Passage for review:
Lucila Carballo, SFSU Visual Anthropology graduate (MA, 2017) receives prestigious award

two people hugging

Lucila Carballo, SFSU Visual Anthropology graduate (MA, 2017), just received a career-altering award for her 90-minute thesis film, Idalia and the Niño Santo.  Lucila took first place in the ‘Work in Progress/Genderlab’ category of MIC Género – Mexico City’s International Film Festival of Gender.  She competed with six other 'new filmmaker' finalists, one of whom graduated from the Visual Anthropology Program at Goldsmiths University.

Lucila will receive $26,500 in services from the Churubusco Studios in Mexico City, a week of advanced film training there, and the inclusion of her film in the MIC Género festival of 2019.

In conducting fieldwork for Idalia and the Niño Santo, Lucila spent four summers and several Christmases in Oaxaca, working with a Mazatec mother and daughter.  Both women are shamans who use the Niño Santo, hallucinogenic mushrooms, in their healing ceremonies.  The daughter, Idalia, also heals Mazatec women as a pregnancy counselor at a regional medical center.  As the film shows, Idalia moves between sacred and allopathic worlds of women’s health.  Her commitment to gender equality leads to profound confrontations with Mazatec patriarchal authority.  

 

When Lucila was a student at San Francisco State, she won several support grants from the LCA. Her Masters film also received the Jay P. Young Award for Anthropological Excellence.

Activity:
Repeat the award announcement word for word, starting at "Lucila will receive" and ending at "Género festival of 2019.". The lines that follow come from a separate source.

Records from a dataset
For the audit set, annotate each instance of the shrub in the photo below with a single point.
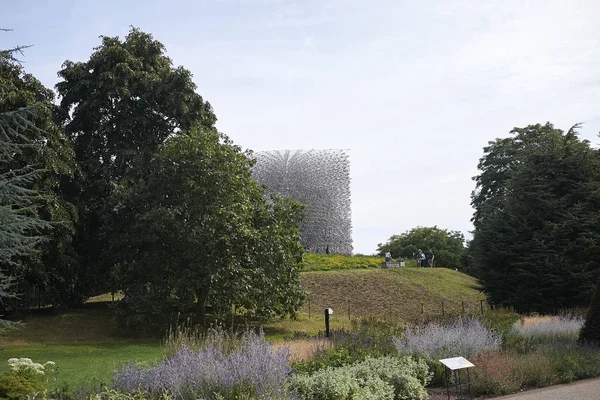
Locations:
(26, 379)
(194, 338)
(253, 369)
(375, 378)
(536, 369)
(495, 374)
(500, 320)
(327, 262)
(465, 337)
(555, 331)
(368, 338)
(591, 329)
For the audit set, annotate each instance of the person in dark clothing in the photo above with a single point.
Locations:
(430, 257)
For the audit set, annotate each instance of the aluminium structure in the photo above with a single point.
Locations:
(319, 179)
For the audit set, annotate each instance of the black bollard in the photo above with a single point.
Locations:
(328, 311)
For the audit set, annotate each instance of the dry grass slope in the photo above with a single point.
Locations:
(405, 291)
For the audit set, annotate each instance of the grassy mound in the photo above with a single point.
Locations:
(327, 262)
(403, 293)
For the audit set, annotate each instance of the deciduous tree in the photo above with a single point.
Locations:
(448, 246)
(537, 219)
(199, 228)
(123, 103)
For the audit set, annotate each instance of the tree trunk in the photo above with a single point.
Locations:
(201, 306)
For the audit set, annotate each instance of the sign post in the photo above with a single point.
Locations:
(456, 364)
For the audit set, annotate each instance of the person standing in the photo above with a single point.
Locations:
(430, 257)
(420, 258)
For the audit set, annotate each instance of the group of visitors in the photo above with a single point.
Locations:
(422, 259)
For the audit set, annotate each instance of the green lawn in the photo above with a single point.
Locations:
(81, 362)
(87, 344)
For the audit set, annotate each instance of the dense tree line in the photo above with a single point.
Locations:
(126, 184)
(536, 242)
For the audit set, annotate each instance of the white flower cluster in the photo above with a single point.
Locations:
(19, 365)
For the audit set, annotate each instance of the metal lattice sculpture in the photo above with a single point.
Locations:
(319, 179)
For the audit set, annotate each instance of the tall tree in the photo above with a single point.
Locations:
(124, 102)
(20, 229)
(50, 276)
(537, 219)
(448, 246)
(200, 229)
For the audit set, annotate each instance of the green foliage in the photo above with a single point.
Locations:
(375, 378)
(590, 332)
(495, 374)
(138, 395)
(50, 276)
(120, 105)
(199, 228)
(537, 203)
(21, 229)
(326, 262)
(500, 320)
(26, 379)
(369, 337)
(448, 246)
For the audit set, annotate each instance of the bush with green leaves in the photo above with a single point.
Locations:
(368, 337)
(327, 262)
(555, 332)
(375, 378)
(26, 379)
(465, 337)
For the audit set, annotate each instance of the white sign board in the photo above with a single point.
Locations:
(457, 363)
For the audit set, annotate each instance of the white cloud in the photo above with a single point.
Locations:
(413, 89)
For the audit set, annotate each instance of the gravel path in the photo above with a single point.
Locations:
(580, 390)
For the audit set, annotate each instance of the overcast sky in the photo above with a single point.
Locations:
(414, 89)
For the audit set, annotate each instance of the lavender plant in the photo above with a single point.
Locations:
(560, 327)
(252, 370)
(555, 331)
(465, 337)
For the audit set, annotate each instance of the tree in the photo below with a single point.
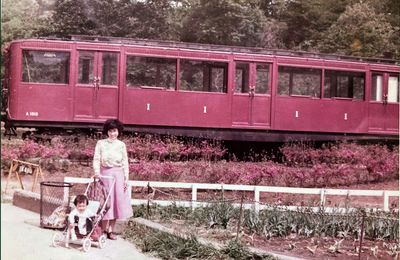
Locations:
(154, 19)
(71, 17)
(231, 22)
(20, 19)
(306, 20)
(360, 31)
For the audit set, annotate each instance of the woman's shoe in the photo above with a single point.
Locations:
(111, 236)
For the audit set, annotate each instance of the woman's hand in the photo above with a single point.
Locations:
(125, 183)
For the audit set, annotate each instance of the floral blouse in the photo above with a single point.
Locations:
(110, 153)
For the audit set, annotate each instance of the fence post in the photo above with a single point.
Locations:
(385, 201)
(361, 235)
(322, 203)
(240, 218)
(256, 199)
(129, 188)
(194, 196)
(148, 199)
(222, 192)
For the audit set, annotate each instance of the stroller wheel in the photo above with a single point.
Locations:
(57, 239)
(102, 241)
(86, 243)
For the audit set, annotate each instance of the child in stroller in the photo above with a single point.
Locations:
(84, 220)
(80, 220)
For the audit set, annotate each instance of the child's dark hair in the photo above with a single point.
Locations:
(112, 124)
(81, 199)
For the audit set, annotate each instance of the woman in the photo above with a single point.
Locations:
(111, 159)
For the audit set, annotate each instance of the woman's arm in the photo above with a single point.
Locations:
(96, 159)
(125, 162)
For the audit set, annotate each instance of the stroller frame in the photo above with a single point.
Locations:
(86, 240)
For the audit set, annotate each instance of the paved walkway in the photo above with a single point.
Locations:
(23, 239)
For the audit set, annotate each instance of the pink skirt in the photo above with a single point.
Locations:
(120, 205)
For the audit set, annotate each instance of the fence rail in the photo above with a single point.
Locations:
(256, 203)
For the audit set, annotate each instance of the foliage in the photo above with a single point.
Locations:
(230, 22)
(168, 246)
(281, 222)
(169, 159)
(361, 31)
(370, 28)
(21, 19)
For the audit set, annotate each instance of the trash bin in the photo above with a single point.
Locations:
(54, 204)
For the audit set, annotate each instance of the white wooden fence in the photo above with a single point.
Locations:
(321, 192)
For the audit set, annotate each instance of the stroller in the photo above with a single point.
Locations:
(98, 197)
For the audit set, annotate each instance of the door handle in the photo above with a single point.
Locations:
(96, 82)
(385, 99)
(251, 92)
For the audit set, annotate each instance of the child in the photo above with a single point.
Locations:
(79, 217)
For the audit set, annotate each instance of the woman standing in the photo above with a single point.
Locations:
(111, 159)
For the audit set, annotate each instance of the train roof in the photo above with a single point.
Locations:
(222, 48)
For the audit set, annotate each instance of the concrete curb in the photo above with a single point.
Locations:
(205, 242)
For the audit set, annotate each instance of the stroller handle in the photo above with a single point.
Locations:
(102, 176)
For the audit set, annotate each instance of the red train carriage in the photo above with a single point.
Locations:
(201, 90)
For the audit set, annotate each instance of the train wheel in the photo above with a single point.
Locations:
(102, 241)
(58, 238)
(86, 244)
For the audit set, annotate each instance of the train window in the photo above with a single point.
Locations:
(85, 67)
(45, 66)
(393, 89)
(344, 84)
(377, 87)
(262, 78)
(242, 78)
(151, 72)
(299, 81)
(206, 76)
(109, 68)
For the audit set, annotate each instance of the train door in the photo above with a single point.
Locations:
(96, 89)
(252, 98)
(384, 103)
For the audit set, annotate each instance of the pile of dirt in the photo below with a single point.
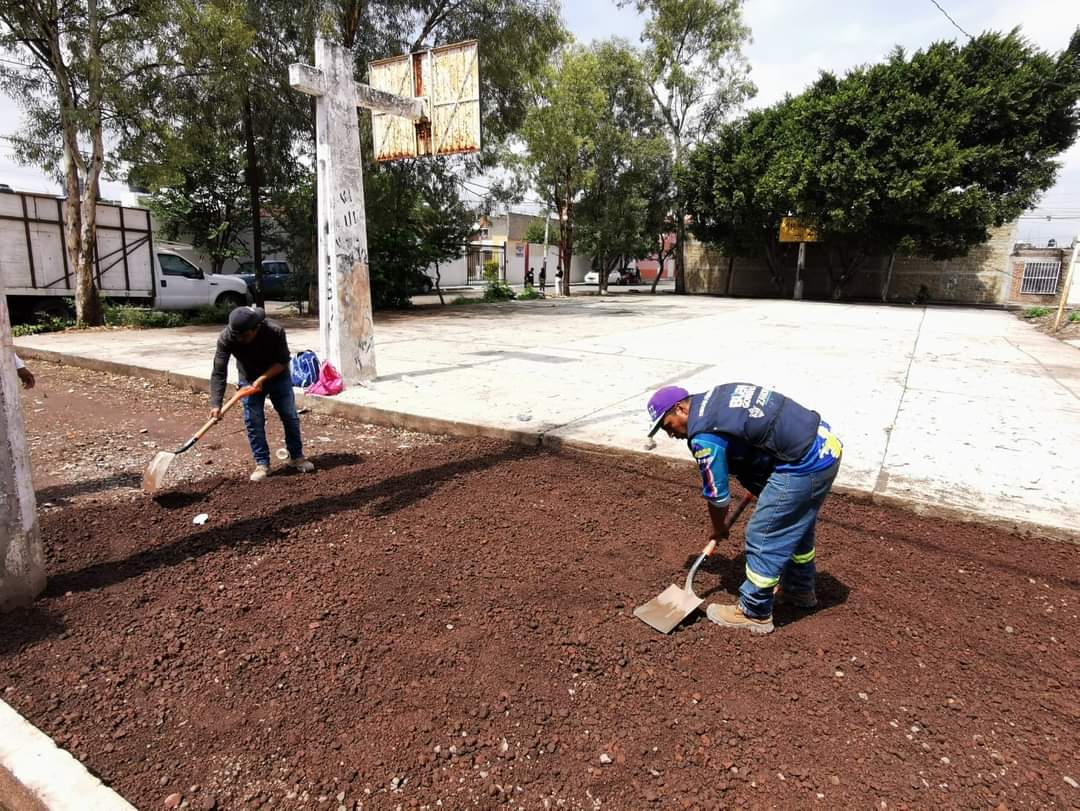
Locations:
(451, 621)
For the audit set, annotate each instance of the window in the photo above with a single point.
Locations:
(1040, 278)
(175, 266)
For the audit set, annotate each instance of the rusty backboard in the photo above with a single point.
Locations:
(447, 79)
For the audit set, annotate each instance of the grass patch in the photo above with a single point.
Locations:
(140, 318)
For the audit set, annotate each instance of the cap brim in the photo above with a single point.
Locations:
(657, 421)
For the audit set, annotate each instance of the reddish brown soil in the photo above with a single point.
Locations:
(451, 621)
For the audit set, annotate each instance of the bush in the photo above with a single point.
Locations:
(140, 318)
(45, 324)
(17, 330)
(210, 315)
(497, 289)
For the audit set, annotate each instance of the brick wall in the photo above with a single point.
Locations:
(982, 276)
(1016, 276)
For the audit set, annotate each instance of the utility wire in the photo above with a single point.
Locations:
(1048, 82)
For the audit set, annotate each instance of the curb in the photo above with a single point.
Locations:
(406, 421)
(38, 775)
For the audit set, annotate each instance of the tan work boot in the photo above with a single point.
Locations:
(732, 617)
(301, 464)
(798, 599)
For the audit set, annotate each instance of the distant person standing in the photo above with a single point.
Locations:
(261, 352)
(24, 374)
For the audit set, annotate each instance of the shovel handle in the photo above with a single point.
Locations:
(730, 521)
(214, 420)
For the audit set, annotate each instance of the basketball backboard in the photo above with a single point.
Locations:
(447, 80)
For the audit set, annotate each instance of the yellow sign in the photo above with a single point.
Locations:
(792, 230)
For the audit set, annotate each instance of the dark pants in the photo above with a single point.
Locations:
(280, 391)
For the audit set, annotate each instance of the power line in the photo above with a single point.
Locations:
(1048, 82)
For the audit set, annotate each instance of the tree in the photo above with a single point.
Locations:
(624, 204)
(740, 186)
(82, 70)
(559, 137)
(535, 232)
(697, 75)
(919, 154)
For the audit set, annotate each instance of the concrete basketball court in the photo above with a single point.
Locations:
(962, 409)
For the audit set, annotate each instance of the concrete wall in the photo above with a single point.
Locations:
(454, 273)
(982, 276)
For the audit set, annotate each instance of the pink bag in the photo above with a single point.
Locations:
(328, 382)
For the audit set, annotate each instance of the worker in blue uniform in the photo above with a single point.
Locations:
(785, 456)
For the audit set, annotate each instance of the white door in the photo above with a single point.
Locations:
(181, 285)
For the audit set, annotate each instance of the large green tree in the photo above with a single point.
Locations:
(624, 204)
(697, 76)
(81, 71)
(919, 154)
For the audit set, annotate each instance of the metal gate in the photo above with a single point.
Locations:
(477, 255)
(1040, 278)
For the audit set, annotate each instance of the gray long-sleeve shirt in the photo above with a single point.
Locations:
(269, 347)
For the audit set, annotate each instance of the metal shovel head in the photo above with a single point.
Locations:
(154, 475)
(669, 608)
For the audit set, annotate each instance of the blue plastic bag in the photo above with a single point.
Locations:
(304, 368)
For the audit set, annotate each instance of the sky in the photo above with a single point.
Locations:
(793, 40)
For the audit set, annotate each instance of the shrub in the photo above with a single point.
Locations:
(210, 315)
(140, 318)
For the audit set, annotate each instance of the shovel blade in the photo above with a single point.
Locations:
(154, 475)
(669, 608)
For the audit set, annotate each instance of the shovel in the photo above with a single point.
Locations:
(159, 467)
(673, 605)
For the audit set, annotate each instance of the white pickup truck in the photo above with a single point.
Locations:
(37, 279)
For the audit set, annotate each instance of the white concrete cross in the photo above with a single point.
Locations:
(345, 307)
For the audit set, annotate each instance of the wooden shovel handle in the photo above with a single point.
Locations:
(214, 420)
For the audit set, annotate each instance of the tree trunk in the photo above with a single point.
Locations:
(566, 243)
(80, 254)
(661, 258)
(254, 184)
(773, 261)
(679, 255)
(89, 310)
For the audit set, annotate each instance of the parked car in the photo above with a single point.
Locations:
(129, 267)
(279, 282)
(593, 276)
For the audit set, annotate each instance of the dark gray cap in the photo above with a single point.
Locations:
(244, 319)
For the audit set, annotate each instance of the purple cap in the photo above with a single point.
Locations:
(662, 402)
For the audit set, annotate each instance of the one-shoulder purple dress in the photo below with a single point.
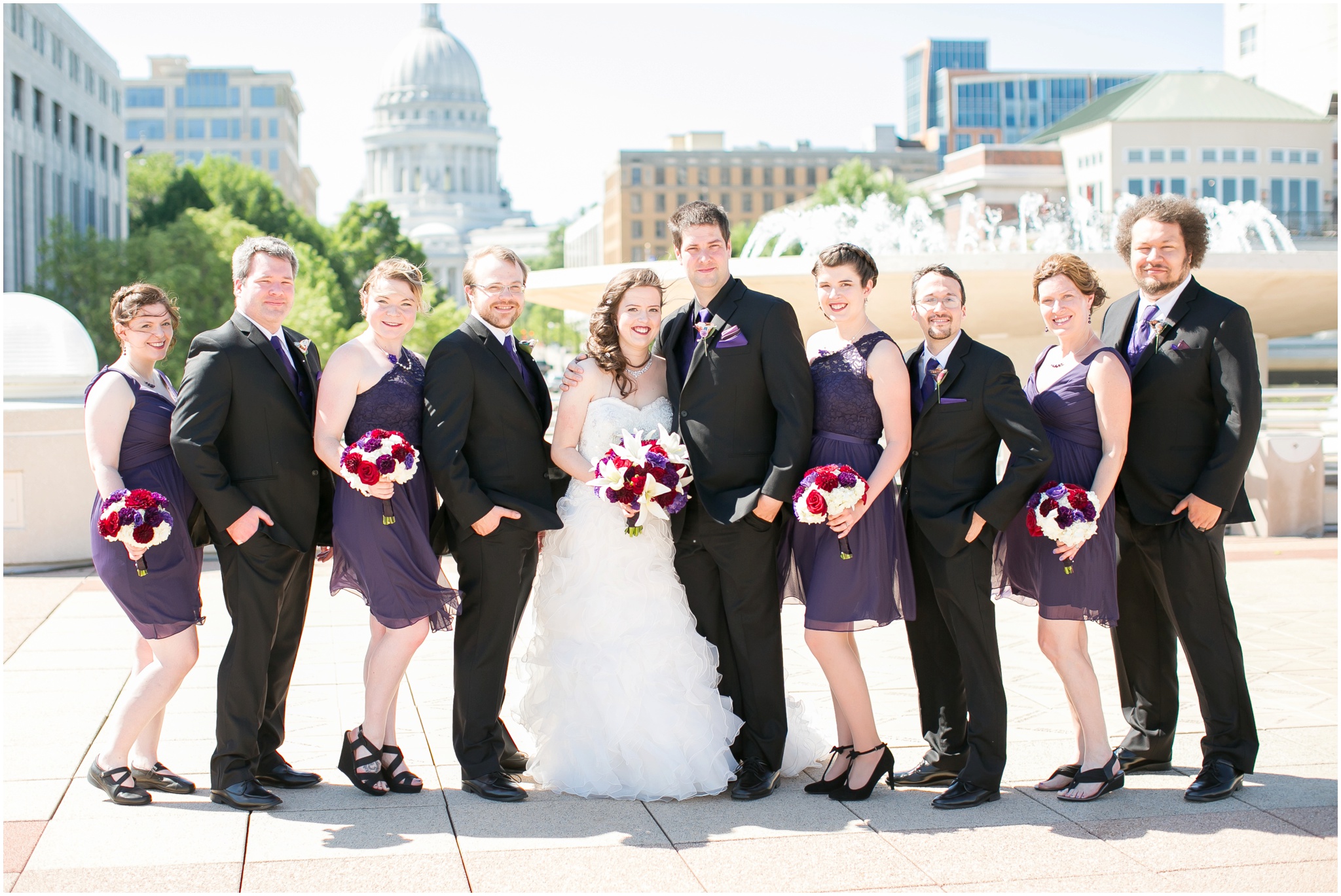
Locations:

Expected answer:
Lucila will receive $26,500 in services from the Churubusco Studios in Mexico City, a week of advanced film training there, and the inclusion of her film in the MIC Género festival of 2019.